**Source material**
"""

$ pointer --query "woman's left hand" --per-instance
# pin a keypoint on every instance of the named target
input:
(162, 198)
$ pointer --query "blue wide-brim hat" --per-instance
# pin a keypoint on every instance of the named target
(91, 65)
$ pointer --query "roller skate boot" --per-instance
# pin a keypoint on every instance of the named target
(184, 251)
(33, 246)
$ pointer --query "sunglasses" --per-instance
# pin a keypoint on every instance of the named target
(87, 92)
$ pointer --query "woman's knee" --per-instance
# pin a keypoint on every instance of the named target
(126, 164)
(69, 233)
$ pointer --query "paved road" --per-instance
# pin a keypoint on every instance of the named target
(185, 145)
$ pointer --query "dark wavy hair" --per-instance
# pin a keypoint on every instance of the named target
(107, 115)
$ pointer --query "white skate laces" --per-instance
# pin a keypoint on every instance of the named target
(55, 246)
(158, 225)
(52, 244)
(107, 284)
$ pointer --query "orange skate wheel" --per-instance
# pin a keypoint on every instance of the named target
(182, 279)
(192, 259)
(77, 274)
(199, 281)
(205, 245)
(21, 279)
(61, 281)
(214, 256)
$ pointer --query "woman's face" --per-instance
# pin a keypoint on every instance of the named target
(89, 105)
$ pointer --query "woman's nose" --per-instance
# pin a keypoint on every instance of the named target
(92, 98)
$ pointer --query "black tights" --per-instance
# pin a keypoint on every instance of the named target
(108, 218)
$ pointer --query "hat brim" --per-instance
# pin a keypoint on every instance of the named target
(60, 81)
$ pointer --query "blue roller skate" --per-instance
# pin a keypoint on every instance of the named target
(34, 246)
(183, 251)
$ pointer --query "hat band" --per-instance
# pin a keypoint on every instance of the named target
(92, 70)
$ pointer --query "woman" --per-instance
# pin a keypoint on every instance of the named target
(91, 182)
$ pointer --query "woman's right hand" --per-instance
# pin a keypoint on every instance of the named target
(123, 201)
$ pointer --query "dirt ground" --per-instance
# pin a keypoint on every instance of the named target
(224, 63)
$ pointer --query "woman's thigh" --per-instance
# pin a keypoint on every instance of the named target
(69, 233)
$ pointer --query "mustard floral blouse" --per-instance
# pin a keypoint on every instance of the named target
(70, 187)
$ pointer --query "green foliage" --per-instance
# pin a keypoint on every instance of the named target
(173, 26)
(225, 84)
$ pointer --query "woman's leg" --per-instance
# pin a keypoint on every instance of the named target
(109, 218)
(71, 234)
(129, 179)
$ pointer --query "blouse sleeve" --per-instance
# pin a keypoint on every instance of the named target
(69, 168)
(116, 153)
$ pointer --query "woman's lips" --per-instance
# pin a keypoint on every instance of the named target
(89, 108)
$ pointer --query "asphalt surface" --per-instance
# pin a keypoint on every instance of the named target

"""

**Direction**
Repeat the material above exactly.

**Solution to this exercise**
$ pointer --query "woman's left hand" --per-instance
# pin a keypoint on every instance of the named target
input:
(162, 198)
$ pointer --query "blue wide-brim hat" --per-instance
# pin a keypoint on every instance of the named target
(91, 65)
$ pointer --query "roller skate boot" --per-instance
# pin a keypoint on every instance of the named target
(184, 251)
(33, 246)
$ pointer --query "sunglasses" --per-instance
# pin a keypoint on every instance of the named target
(87, 92)
$ pointer --query "woman's knee" --per-instance
# pin a keypoint on every instance of the named target
(126, 164)
(69, 233)
$ pointer --query "paved road" --per-instance
# pin a keypoint on every instance of the named target
(185, 145)
$ pointer --query "dark wavy hair" --per-instance
# pin a keypoint on every instance of the named target
(107, 115)
$ pointer --query "white skate laces" --per-instance
# pin a keypoint on every instance of the named target
(55, 246)
(158, 225)
(52, 244)
(107, 284)
$ pointer --query "orange skate wheel" --per-instance
# pin a keypoint on every instance of the named target
(182, 279)
(192, 259)
(77, 274)
(199, 281)
(205, 245)
(21, 279)
(61, 281)
(214, 256)
$ pointer --query "woman's face" --per-instance
# pin a keypoint on every instance of the named target
(89, 105)
$ pointer --query "woman's nose" --per-instance
# pin a keypoint on every instance of the named target
(92, 98)
$ pointer --query "black tights" --per-instance
# pin a keypoint on every instance of the named target
(108, 218)
$ pointer --query "hat brim" --per-instance
# pin a keypoint on every instance of the named target
(60, 81)
$ pointer --query "blue roller skate" --per-instance
# pin a keypoint on every instance of the named target
(34, 246)
(183, 251)
$ pointer --query "hat band" --per-instance
# pin a keypoint on every instance of the named target
(92, 70)
$ pointer --query "woman" --per-instance
# pin a keypoint on every instance of the named target
(91, 182)
$ pointer --query "woman's right hand" --per-instance
# pin a keypoint on every instance of the named target
(123, 201)
$ pointer --query "dirt ground" --per-instance
# pin a keypoint on every instance of the named target
(224, 63)
$ pointer --query "woman's thigh" --per-instance
# pin a keypoint on every instance of the named target
(69, 233)
$ pointer --query "mustard floral blouse" --per-instance
# pin a keypoint on every instance of the named target
(70, 187)
$ pointer --query "green foliage" --per-instance
# pin a keypoint on every instance of the named target
(173, 26)
(225, 84)
$ pointer --query "woman's leg" --per-instance
# pin a keypoint on every instance of the named target
(109, 218)
(71, 234)
(129, 179)
$ pointer --query "blouse sleeve" --per-instance
# pin a keypoint on every instance of the named target
(69, 168)
(116, 153)
$ pointer --query "woman's lips" --per-instance
# pin a keypoint on every instance of the named target
(89, 108)
$ pointer --query "asphalt surface" --per-instance
# pin a keypoint on every instance of the named target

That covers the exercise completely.